= Beginning of Section =

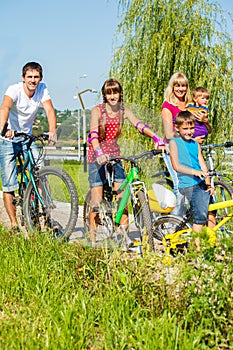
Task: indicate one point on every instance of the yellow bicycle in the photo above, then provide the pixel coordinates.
(174, 232)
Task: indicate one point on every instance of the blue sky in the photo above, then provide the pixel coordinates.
(69, 38)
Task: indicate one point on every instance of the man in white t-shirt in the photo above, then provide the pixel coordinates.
(19, 107)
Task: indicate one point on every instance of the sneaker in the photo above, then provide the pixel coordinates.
(15, 231)
(135, 247)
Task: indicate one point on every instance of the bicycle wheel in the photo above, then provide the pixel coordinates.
(143, 218)
(169, 224)
(58, 210)
(166, 182)
(224, 192)
(104, 222)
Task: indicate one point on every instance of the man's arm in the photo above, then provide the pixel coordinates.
(52, 120)
(5, 110)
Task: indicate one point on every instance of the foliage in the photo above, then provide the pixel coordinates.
(56, 295)
(158, 38)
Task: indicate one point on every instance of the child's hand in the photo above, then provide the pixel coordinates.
(200, 139)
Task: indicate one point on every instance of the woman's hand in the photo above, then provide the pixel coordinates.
(201, 116)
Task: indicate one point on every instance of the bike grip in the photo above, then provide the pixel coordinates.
(4, 129)
(156, 151)
(228, 144)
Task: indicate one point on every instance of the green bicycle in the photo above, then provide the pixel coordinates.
(110, 211)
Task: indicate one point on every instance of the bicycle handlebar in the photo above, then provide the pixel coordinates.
(148, 154)
(43, 136)
(227, 144)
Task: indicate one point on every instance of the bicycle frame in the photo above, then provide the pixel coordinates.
(129, 186)
(24, 166)
(171, 240)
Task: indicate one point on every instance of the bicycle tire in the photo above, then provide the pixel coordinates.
(224, 192)
(167, 224)
(166, 182)
(104, 222)
(60, 211)
(144, 217)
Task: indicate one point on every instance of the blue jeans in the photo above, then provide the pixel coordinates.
(8, 152)
(199, 201)
(179, 209)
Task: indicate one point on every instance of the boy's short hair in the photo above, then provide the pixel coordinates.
(185, 117)
(32, 66)
(199, 91)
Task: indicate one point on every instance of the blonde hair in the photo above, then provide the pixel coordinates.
(176, 78)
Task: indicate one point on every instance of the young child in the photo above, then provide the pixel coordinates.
(192, 172)
(199, 108)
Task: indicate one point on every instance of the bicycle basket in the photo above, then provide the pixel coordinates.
(161, 199)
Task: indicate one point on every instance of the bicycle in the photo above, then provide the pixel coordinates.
(110, 213)
(174, 232)
(222, 184)
(47, 197)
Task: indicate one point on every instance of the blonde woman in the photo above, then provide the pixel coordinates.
(176, 98)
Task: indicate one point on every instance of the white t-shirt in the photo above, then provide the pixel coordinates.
(24, 109)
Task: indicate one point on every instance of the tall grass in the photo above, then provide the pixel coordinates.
(56, 295)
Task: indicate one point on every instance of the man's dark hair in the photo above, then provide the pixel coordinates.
(30, 66)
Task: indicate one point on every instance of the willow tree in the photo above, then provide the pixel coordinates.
(160, 37)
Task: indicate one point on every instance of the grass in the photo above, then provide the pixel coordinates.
(56, 295)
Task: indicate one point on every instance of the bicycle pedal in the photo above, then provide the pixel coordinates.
(16, 201)
(95, 209)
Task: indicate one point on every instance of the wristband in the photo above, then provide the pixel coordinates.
(98, 152)
(138, 123)
(158, 140)
(90, 139)
(144, 127)
(93, 132)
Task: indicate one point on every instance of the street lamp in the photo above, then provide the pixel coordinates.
(84, 125)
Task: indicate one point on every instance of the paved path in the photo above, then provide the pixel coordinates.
(78, 233)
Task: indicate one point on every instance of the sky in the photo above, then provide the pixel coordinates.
(71, 39)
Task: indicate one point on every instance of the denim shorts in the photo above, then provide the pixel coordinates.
(97, 174)
(8, 152)
(199, 200)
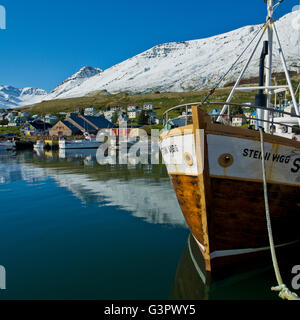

= End of Section =

A faithful, word-for-word version of the records above is needed, with no images in it.

Solution to the exercise:
Task: indicate one point on every instance of the yellow bicycle in the photo above, then provide the pixel coordinates.
(174, 232)
Task: indicate one point on every instance of the blue sky in the photo above, then provide the pixel coordinates.
(69, 38)
Task: indicate one point on every instance of the man in white t-shirt in the photo above, then provide the pixel coordinates.
(19, 107)
Task: indicate one point on every instance of the sneaker in the photo above, then provide the pixel coordinates.
(15, 231)
(135, 247)
Task: indicate one point on every instance of the bicycle wheel in the photo above, then provide the pixel coordinates.
(143, 218)
(169, 224)
(58, 210)
(166, 182)
(224, 192)
(104, 222)
Task: indicate one point on every instance of the man's arm in the photo above, then provide the pixel coordinates.
(52, 120)
(5, 110)
Task: indicate one point on every instance of the foliage in the photo above, then provide the pixel coordinates.
(56, 295)
(158, 38)
Task: indicate one point on every instance of the child's hand in the photo above, then provide the pixel coordinates.
(200, 139)
Task: indicate one point on every instance of the woman's hand in the photo above, then provide the pixel coordinates.
(201, 116)
Task: indicate one point on every instance of the bike grip in the photo above, then provide the pixel coordinates.
(4, 129)
(156, 151)
(228, 144)
Task: indicate one point on every instance of the green bicycle in the photo above, then provide the pixel coordinates.
(110, 211)
Task: indicate one point on every instance of the bicycle handlebar in the photo above, then provide the pixel coordinates.
(148, 154)
(43, 136)
(227, 144)
Task: indicate one point on every instance of the bicycle frame in the photo above, then provide the pixel coordinates.
(129, 186)
(24, 166)
(171, 240)
Task: indicate one point on every instance of the bicycle tire in the photo above, then provide the pixel coordinates.
(224, 192)
(167, 224)
(166, 182)
(104, 222)
(60, 211)
(144, 217)
Task: indicate one point on every instance of the blue jeans in the photo above, then provide the pixel coordinates.
(8, 152)
(199, 201)
(179, 209)
Task: indicate one point on every instance of the boy's short hair in the photo above, then provide the pixel coordinates.
(185, 117)
(32, 66)
(199, 91)
Task: indicate one point on every instance of the blonde hair in the photo above, then provide the pixel coordinates.
(176, 78)
Task: indicate one point on every instance of the young child in the photo above, then provide the pixel coordinates.
(192, 172)
(199, 108)
Task: indicate one point on every instance of the bicycle basket in the photo above, then provide the pixel coordinates.
(161, 199)
Task: indicate one point on every instance of the bicycle in the photo above, then provide the pixel coordinates.
(110, 213)
(174, 232)
(222, 184)
(47, 197)
Task: indicate one point on every instance of the blonde woman in the photo above, then provide the pixel coordinates.
(176, 98)
Task: indicate one point on every instance of the white t-shirt in the photo above, then provide the pixel coordinates.
(24, 109)
Task: indicate one point on every instance of the tall grass in the photo above, then provide the pixel coordinates.
(56, 295)
Task: indicate one point on every instance of the man's dark hair in the photo above, then provide the pixel coordinates.
(30, 66)
Task: indicate one point on every instance of the willow tree in the photo above, then provide the pixel coordinates.
(160, 37)
Task: indicate one point on every instance of the grass in the photo above, then provide the pixel coordinates.
(56, 295)
Task: indicate one point on every instance of the bicycle pedal in the photo above, then provide the pixel coordinates.
(16, 201)
(95, 209)
Task: indicate one point on every instance of the wristband in the photo above, then provide the pixel coordinates.
(98, 152)
(138, 123)
(158, 140)
(90, 139)
(144, 127)
(93, 132)
Task: indicate one point on every instance of the street lamp in the photo above, then provide the pixel coordinates.
(84, 125)
Task: indicate one point on every instance of the paved path in the photo above, then provide the pixel coordinates.
(78, 233)
Task: indicate one point on every instance of the sky in the photo above, then provide the pixel coordinates.
(71, 39)
Task: indicate one point on every instance of the denim shorts in the photo above, then provide the pixel coordinates.
(97, 174)
(8, 152)
(199, 200)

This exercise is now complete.